Given text:
___

Japan's top government spokesman on Sunday referred to the possibility of extending a state of emergency over the novel coronavirus in Tokyo, Osaka and seven other prefectures beyond the May 31 expiration date.

The government "will discuss whether to scale down (the state of emergency) to quasi-emergency measures, or to bring (the nine prefectures) back to a normal state if a certain period of continuation of the (state of emergency) declaration significantly improves the situation," Chief Cabinet Secretary Katsunobu Kato said on an NHK program.

People wearing masks to protect against the novel coronavirus walk in Tokyo's Shibuya area on May 21, 2021. (Kyodo) ==Kyodo

In an effort to curb the COVID-19 pandemic, Prime Minister Yoshihide Suga has declared a state of emergency in the capital, Hokkaido and Aichi, Osaka, Kyoto, Hyogo, Okayama, Hiroshima and Fukuoka prefectures -- with eateries told to close by 8 p.m. and to refrain from serving alcohol or offering karaoke services.

On Sunday, the government also invoked a state of emergency in Okinawa Prefecture, with similar measures in place in the southernmost island prefecture through June 20.

___

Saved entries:
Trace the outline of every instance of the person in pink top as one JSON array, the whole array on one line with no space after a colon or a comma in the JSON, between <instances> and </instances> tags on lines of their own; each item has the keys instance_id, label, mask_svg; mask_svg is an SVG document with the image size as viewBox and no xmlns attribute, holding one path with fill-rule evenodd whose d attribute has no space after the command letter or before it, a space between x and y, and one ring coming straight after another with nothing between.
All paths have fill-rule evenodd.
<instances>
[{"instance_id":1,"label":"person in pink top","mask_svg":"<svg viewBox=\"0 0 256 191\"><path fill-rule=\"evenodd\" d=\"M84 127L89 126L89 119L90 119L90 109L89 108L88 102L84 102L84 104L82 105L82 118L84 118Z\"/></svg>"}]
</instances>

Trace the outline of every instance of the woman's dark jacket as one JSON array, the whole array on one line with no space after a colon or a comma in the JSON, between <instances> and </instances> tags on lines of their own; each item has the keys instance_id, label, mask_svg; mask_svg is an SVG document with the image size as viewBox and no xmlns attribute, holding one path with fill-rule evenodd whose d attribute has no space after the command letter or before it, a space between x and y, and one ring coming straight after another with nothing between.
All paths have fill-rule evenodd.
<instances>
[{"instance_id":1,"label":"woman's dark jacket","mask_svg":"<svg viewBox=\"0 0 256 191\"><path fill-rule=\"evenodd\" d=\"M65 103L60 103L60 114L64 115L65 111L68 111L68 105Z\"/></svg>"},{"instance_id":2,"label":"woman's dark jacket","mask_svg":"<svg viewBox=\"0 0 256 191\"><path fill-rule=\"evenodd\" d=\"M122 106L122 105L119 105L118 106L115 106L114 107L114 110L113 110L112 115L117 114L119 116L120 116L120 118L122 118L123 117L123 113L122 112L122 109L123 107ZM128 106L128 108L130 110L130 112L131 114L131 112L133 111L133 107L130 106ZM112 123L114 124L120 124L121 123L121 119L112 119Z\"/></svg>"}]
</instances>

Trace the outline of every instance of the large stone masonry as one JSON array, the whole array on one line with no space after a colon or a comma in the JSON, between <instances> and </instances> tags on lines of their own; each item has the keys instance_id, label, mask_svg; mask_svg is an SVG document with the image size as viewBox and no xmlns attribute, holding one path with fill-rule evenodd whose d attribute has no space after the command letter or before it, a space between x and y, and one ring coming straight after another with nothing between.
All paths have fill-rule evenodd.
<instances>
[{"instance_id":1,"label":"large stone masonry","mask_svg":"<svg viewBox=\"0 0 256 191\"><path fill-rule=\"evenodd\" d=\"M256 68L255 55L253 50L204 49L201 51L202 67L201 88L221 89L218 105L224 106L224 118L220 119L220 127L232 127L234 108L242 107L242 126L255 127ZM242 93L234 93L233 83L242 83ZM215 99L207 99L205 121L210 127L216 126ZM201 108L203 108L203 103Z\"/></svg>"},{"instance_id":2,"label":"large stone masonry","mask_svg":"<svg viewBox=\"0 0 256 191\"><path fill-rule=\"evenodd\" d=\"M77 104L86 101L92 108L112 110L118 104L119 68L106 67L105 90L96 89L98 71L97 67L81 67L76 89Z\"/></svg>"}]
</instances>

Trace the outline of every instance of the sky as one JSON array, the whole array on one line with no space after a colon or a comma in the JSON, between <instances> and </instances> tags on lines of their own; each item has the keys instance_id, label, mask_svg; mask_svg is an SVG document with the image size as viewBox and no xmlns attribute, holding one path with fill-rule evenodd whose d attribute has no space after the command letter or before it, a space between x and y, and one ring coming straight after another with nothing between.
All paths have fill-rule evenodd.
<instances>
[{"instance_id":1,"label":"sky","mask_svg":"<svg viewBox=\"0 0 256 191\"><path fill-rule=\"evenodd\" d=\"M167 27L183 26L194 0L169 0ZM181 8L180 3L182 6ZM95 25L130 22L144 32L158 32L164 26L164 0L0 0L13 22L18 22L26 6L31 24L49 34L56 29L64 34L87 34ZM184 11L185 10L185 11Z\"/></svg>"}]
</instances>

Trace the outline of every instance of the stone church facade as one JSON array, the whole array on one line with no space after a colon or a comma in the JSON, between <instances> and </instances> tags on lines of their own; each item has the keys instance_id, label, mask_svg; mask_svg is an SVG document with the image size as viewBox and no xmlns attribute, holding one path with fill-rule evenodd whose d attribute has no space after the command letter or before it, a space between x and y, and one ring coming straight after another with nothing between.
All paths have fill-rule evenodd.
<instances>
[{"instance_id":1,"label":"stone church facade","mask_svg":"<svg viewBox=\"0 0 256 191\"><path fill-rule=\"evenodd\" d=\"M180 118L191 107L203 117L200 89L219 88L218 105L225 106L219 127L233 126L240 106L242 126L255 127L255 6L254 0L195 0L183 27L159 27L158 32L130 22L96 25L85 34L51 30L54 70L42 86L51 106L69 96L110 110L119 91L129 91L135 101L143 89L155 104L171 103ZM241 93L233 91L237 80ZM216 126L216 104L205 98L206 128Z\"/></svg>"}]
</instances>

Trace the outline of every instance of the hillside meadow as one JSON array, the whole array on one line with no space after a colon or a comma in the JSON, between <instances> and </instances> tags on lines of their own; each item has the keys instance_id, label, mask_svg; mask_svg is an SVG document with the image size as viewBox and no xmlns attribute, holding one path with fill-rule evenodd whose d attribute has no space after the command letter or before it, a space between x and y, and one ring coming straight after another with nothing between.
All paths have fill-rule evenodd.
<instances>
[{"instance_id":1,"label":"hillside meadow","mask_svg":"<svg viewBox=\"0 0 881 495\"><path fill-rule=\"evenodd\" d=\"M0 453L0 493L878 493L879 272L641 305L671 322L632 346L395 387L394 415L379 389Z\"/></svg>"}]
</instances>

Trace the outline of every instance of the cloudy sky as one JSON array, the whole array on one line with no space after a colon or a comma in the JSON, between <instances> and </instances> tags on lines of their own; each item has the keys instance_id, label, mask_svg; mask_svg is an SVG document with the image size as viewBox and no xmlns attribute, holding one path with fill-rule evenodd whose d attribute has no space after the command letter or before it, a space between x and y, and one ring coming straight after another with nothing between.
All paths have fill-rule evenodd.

___

Things to do:
a) According to the article, who spoke on the NHK program about the state of emergency?
b) Update the article from "In an effort" to "through June 20.", replacing "eateries" with "restaurants".
The saved entries are separate material and are not part of the article.

Replies:
a) Chief Cabinet Secretary Katsunobu Kato.

b)
In an effort to curb the COVID-19 pandemic, Prime Minister Yoshihide Suga has declared a state of emergency in the capital, Hokkaido and Aichi, Osaka, Kyoto, Hyogo, Okayama, Hiroshima and Fukuoka prefectures -- with restaurants told to close by 8 p.m. and to refrain from serving alcohol or offering karaoke services.

On Sunday, the government also invoked a state of emergency in Okinawa Prefecture, with similar measures in place in the southernmost island prefecture through June 20.